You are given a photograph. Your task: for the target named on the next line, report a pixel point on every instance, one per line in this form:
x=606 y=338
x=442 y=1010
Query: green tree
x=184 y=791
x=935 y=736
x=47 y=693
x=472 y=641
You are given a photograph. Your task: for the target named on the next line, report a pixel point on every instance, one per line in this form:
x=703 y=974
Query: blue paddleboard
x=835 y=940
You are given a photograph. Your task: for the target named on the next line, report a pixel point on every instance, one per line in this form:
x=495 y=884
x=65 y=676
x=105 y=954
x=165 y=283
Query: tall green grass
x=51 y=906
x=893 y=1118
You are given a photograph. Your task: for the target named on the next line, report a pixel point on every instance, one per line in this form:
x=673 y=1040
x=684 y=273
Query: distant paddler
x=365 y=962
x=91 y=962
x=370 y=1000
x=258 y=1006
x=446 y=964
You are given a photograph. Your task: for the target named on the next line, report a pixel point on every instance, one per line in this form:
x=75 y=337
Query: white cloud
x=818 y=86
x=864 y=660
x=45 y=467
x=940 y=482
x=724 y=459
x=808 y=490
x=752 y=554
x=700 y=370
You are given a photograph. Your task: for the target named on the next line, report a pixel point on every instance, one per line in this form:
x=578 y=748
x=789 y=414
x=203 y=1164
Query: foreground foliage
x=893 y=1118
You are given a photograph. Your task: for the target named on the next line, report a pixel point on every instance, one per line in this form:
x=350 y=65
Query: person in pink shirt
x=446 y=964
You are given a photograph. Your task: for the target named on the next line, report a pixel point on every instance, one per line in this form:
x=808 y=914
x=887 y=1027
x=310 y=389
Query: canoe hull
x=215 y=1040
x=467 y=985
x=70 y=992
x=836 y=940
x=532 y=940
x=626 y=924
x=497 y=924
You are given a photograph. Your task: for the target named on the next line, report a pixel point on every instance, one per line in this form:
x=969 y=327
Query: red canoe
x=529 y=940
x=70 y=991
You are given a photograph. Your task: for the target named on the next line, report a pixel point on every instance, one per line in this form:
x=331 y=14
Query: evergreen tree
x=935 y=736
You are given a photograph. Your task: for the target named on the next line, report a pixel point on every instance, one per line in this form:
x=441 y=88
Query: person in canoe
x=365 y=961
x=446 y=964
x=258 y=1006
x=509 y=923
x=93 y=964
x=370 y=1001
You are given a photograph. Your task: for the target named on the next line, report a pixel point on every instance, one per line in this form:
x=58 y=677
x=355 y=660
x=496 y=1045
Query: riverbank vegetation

========================================

● AIM: Transcribe every one of the records above, reproducing each line precisely as it appears.

● OUTPUT FOR THIS EXERCISE:
You are given a photograph. Your task: for the target named on the next line, report a pixel point on every instance, one per line in this form:
x=606 y=338
x=442 y=1010
Query: green tree
x=184 y=791
x=935 y=736
x=47 y=693
x=472 y=641
You are given a photograph. Your task: for the target named on the next line, report a pixel point on every instance, one per line in this form:
x=703 y=974
Query: blue paddleboard
x=835 y=940
You are given a photograph. Your task: for the target named on the next line, report a pixel point on every instance, one per line in this form:
x=495 y=884
x=65 y=676
x=105 y=954
x=165 y=283
Query: tall green grass
x=51 y=906
x=893 y=1118
You are given a photograph. Your task: for the target named on the next line, report a pixel point on every instance, one per line in this form:
x=673 y=1040
x=684 y=273
Query: distant paddler
x=365 y=962
x=91 y=962
x=370 y=1000
x=258 y=1006
x=446 y=964
You are given a photograph. Your task: for the target named on the next line, report a pixel point on every instance, one per line in this form:
x=75 y=337
Query: white cloud
x=818 y=86
x=864 y=660
x=45 y=467
x=940 y=482
x=724 y=459
x=808 y=490
x=752 y=554
x=700 y=370
You are given a photograph. Your task: for the target named on the next line, report a pixel point on every instance, one per line in this form:
x=578 y=748
x=789 y=414
x=203 y=1164
Query: foreground foliage
x=893 y=1118
You are given a photograph. Your task: for the target named on the next line, report a pixel point on every instance, one per line in this form:
x=350 y=65
Query: person in pink shirt
x=446 y=964
You are given a photograph. Your task: for the target named on the next line, report a pixel point on every instance, one per line in this form:
x=808 y=914
x=887 y=1027
x=310 y=389
Query: canoe hull
x=215 y=1040
x=467 y=985
x=70 y=992
x=836 y=940
x=532 y=940
x=626 y=924
x=497 y=924
You are given a photograph. Your task: for the target named on the next line, report a pixel point on every instance, one per line in this form:
x=969 y=327
Query: red canoe
x=529 y=940
x=70 y=991
You are given a photograph. Your task: for the target named on the next line, report a pixel point on every instance, one per line in this form:
x=331 y=14
Query: evergreen tree
x=935 y=736
You are given a photograph. Your task: for the target named on the next line, report a pixel point on every instance, one per line in this form:
x=441 y=88
Query: person in canoe
x=365 y=961
x=446 y=964
x=258 y=1006
x=509 y=923
x=93 y=964
x=370 y=1001
You are given a photograph. Your task: for the target named on the next line, report a pixel point on every instance, one per line in this form:
x=58 y=677
x=355 y=660
x=496 y=1045
Query: riverbank vegetation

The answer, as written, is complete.